**Exercise instructions:** Repeat verbatim the lines of the data below, beginning with the line containing "Could you please pick out the sleeping" and continuing to the end.
— start Input —
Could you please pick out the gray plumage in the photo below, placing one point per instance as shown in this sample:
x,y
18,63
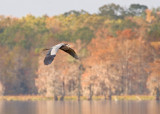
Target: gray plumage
x,y
53,50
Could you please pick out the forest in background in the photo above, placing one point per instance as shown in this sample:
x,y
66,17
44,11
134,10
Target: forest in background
x,y
119,50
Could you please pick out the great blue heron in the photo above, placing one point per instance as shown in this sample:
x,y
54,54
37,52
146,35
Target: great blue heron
x,y
53,50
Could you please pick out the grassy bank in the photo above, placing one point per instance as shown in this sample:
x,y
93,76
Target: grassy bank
x,y
37,98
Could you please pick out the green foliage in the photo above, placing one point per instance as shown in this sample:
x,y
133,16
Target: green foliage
x,y
111,11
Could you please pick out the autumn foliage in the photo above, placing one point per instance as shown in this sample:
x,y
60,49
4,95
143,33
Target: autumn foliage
x,y
118,50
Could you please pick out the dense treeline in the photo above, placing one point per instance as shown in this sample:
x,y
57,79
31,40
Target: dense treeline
x,y
118,49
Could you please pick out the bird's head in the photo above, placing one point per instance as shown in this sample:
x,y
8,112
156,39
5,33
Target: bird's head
x,y
67,45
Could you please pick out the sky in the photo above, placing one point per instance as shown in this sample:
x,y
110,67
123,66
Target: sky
x,y
20,8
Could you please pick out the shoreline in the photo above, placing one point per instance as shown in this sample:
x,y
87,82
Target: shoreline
x,y
40,98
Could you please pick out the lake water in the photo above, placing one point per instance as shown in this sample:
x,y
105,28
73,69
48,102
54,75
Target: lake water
x,y
82,107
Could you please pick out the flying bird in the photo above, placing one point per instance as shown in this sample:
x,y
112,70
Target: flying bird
x,y
53,50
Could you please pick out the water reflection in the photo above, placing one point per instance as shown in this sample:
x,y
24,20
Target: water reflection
x,y
82,107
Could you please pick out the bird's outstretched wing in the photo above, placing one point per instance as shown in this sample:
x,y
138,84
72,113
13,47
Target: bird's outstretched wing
x,y
49,58
52,52
69,50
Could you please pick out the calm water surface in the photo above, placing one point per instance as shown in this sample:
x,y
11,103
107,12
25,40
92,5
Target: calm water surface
x,y
82,107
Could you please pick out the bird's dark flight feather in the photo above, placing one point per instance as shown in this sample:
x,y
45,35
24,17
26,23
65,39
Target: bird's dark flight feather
x,y
48,59
69,51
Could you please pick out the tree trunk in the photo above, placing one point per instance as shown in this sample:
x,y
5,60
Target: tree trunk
x,y
90,92
157,94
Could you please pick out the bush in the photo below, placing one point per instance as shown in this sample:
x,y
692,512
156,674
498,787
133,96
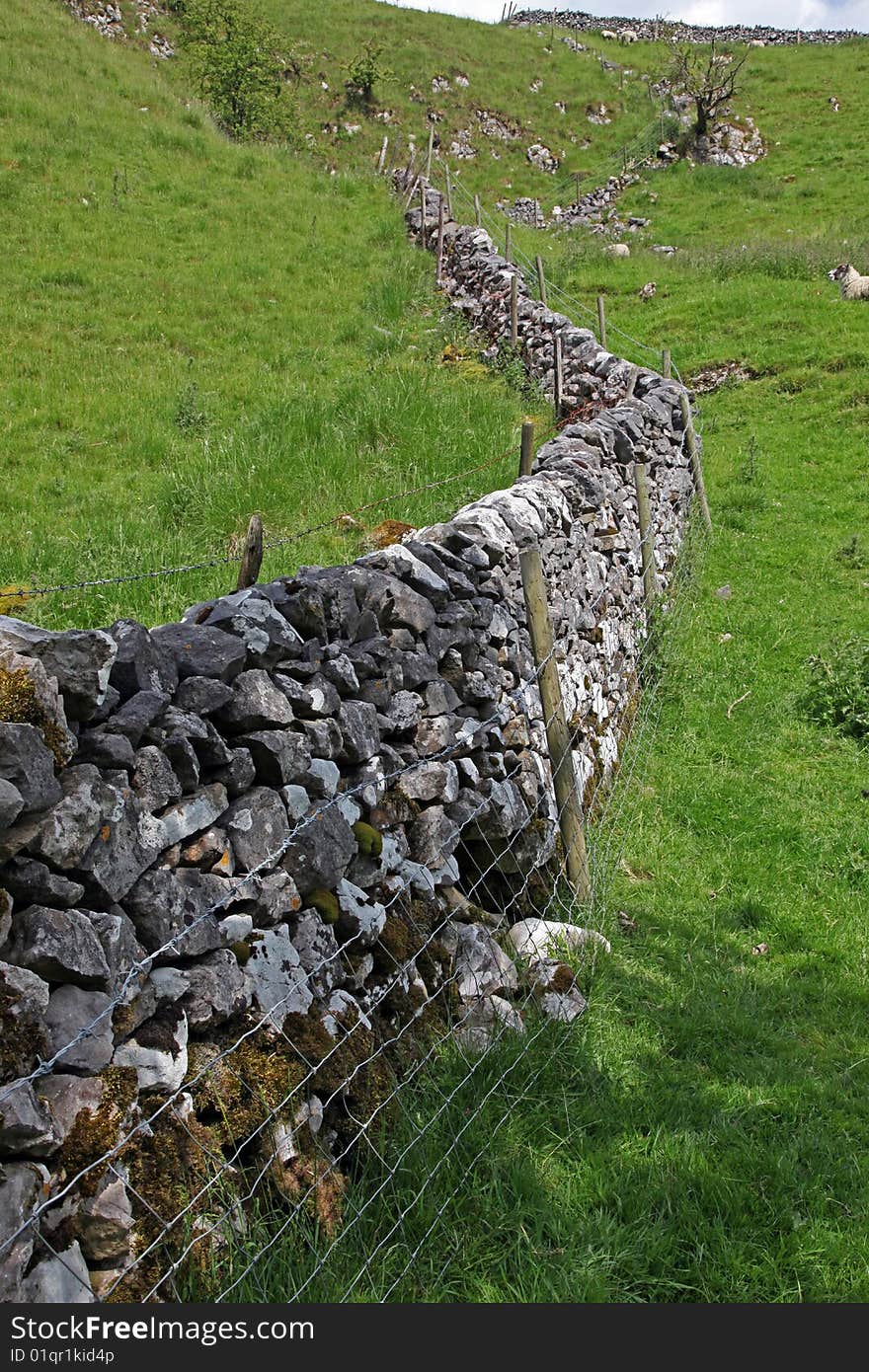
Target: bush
x,y
364,70
239,67
837,692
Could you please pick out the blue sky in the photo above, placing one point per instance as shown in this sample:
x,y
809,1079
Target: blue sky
x,y
791,14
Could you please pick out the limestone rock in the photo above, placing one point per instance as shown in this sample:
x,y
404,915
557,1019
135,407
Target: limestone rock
x,y
58,946
80,660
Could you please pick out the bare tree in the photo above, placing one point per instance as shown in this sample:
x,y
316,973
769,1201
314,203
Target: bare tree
x,y
709,77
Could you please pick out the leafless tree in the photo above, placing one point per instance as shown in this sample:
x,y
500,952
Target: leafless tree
x,y
707,76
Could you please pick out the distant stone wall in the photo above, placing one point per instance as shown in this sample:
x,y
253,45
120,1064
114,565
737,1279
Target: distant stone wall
x,y
651,31
245,854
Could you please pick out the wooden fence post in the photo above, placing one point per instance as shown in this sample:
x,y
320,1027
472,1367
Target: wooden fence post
x,y
422,213
559,375
514,309
526,453
252,555
439,267
558,734
601,320
696,464
647,546
541,280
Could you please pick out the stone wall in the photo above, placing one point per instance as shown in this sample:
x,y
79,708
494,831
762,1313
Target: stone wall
x,y
651,31
250,858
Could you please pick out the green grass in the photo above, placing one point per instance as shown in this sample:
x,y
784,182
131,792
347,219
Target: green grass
x,y
702,1135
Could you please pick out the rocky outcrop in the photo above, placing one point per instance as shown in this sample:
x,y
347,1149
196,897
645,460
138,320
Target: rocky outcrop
x,y
249,859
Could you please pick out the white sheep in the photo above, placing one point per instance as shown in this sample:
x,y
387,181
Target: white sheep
x,y
851,284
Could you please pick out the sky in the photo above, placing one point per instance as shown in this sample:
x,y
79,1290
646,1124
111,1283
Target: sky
x,y
785,14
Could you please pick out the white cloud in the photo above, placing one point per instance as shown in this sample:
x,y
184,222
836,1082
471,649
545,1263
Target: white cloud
x,y
791,14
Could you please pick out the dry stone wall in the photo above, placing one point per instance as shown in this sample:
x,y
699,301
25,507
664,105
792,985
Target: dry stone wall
x,y
245,855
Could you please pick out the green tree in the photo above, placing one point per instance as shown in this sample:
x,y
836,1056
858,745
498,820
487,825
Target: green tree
x,y
239,67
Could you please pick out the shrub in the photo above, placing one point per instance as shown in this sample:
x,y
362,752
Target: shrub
x,y
837,692
364,70
239,67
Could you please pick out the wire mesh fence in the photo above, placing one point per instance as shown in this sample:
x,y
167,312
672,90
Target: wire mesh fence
x,y
315,1157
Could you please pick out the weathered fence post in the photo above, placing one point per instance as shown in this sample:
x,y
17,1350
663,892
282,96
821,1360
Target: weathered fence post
x,y
558,734
559,375
541,280
252,555
422,213
439,261
647,548
696,464
514,309
526,452
601,320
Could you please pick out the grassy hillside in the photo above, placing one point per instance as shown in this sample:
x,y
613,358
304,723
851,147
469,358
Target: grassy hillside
x,y
224,328
193,333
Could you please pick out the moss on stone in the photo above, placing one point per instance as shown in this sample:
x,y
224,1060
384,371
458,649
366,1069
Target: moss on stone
x,y
368,838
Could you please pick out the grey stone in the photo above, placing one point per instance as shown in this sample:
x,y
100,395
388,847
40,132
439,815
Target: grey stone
x,y
359,919
217,991
22,1185
202,695
173,907
121,949
154,781
481,964
105,749
58,946
200,650
78,658
320,850
429,782
29,767
24,1001
11,802
257,826
73,1012
276,978
139,663
322,778
239,774
358,728
256,703
280,757
158,1051
194,812
433,836
34,882
65,1097
319,953
27,1129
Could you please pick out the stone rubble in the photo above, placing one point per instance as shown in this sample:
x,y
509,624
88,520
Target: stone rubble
x,y
240,852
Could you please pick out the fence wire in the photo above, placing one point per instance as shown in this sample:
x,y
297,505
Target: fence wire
x,y
298,1149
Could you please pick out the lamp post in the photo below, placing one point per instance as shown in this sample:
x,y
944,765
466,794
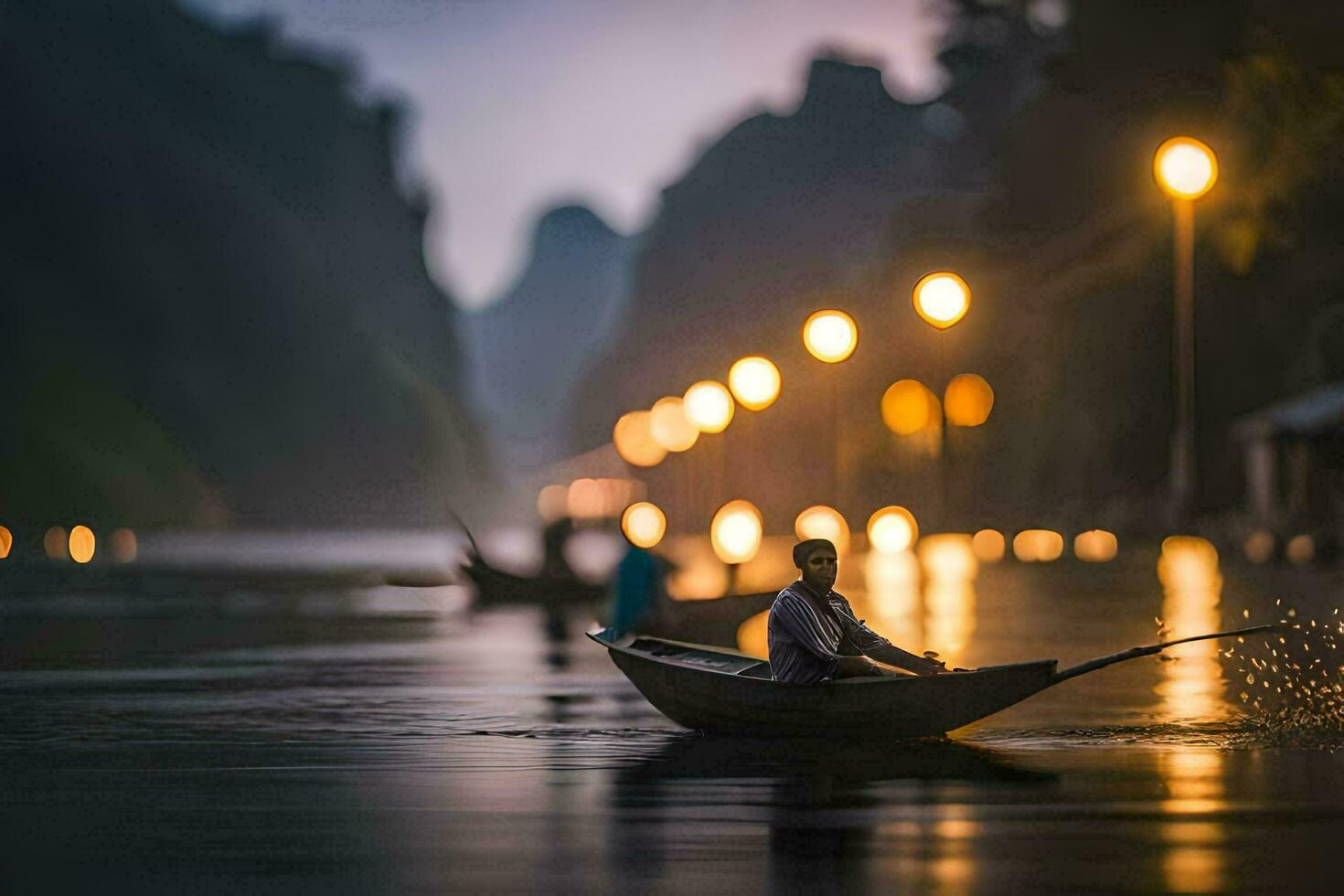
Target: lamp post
x,y
1186,169
831,337
735,536
943,298
709,406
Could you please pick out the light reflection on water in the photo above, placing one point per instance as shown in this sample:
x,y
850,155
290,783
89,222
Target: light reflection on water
x,y
486,752
1194,847
1192,683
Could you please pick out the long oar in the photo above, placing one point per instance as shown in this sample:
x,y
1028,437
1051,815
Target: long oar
x,y
1147,650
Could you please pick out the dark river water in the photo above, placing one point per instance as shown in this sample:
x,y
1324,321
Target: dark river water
x,y
385,741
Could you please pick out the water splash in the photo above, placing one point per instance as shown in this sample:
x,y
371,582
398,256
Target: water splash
x,y
1295,683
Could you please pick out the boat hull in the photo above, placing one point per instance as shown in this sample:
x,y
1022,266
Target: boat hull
x,y
731,703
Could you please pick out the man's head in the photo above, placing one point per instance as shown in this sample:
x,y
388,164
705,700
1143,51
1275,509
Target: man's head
x,y
816,558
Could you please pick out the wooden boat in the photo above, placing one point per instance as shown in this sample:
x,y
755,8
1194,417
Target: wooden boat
x,y
720,690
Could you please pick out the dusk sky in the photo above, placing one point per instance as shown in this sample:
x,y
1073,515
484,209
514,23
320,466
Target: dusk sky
x,y
522,105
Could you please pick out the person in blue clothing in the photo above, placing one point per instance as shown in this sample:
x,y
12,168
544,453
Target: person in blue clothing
x,y
814,635
637,592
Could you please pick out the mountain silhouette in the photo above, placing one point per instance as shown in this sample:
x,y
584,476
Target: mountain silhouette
x,y
217,309
531,346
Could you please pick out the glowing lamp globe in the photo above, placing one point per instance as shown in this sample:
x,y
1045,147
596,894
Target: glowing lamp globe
x,y
1038,546
754,382
644,524
669,426
968,400
831,336
907,407
709,406
80,544
821,521
1095,546
735,531
892,529
941,298
1186,166
635,443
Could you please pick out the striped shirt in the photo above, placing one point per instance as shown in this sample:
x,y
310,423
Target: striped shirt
x,y
805,645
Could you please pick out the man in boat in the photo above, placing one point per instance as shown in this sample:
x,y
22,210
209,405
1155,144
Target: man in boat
x,y
814,635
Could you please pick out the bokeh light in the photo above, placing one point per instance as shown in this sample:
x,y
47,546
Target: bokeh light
x,y
1189,563
709,406
831,336
907,407
754,382
123,546
968,400
644,524
1038,546
635,443
56,543
892,529
1186,166
989,546
669,426
735,531
552,503
941,298
1095,546
82,544
1192,684
821,521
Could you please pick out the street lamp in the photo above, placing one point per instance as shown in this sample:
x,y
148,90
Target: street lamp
x,y
735,536
709,406
669,427
892,529
829,335
754,382
634,441
941,298
1186,169
644,524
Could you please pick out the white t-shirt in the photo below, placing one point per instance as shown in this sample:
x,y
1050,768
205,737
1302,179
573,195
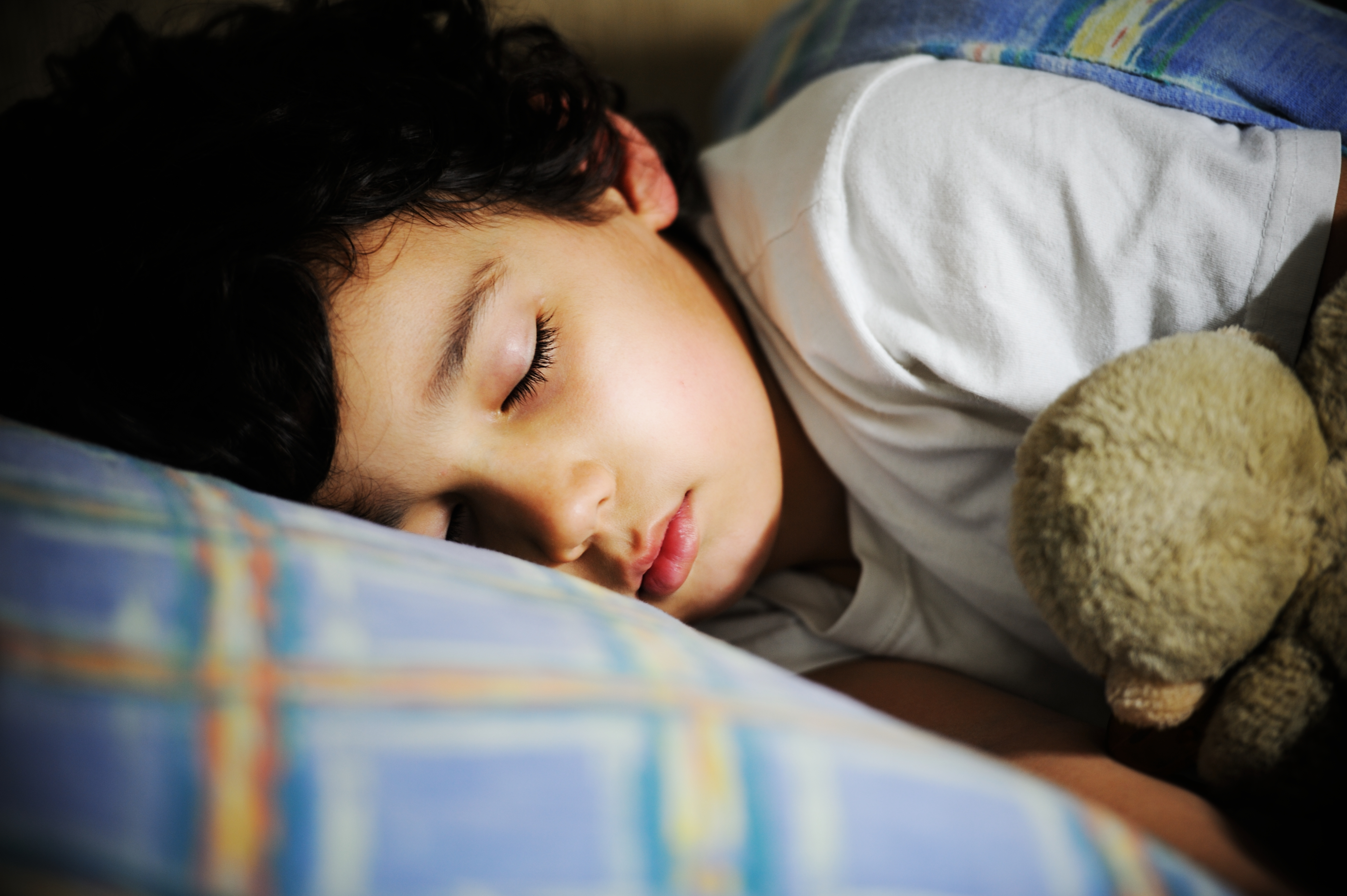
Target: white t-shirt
x,y
930,252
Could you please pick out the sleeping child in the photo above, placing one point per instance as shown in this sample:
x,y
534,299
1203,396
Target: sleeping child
x,y
392,261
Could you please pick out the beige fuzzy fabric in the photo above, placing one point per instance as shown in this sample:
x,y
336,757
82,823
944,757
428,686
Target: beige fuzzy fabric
x,y
1166,506
1182,514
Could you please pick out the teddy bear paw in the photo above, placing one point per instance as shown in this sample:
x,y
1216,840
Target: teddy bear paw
— end Input —
**Response below:**
Could you please pick out the sleeping child in the photo above, placing one point per instance as shown in this sample:
x,y
534,299
1203,396
Target: sleeping child
x,y
392,261
Could you please pick out the beige fuzzy fabric in the photo above, placing one point per instance as shown in this sample:
x,y
336,757
82,823
944,757
428,686
Target: beige fuzzy fabric
x,y
1166,506
1182,514
Could you please pick out the teddy bear paw in the photo above, placing one point per instance as shown in this sample:
x,y
1216,840
Target: teddy bear paw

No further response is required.